> [Task directions] Copy out every row below, requests included, scaling each x and y coordinate in the answers by 2 and rounding to whole numbers, with halves going up. Leave out the pictures.

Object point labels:
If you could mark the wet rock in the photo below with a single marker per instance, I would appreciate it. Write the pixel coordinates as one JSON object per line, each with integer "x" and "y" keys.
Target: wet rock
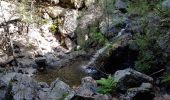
{"x": 26, "y": 62}
{"x": 73, "y": 3}
{"x": 88, "y": 3}
{"x": 69, "y": 43}
{"x": 145, "y": 91}
{"x": 55, "y": 11}
{"x": 28, "y": 71}
{"x": 5, "y": 12}
{"x": 59, "y": 90}
{"x": 69, "y": 24}
{"x": 120, "y": 4}
{"x": 130, "y": 78}
{"x": 166, "y": 4}
{"x": 41, "y": 63}
{"x": 23, "y": 87}
{"x": 162, "y": 97}
{"x": 87, "y": 90}
{"x": 53, "y": 1}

> [Solution to this task]
If you could mark the wet rock in the photo below with a single marker per instance, I would appreciate it. Write the pixel coordinates as one JSON object per line, each with integer "x" and "y" keys.
Target: wet rock
{"x": 52, "y": 124}
{"x": 146, "y": 6}
{"x": 176, "y": 6}
{"x": 138, "y": 86}
{"x": 290, "y": 182}
{"x": 110, "y": 22}
{"x": 56, "y": 142}
{"x": 10, "y": 24}
{"x": 118, "y": 180}
{"x": 138, "y": 48}
{"x": 240, "y": 8}
{"x": 260, "y": 156}
{"x": 332, "y": 8}
{"x": 82, "y": 126}
{"x": 46, "y": 174}
{"x": 324, "y": 194}
{"x": 174, "y": 180}
{"x": 106, "y": 2}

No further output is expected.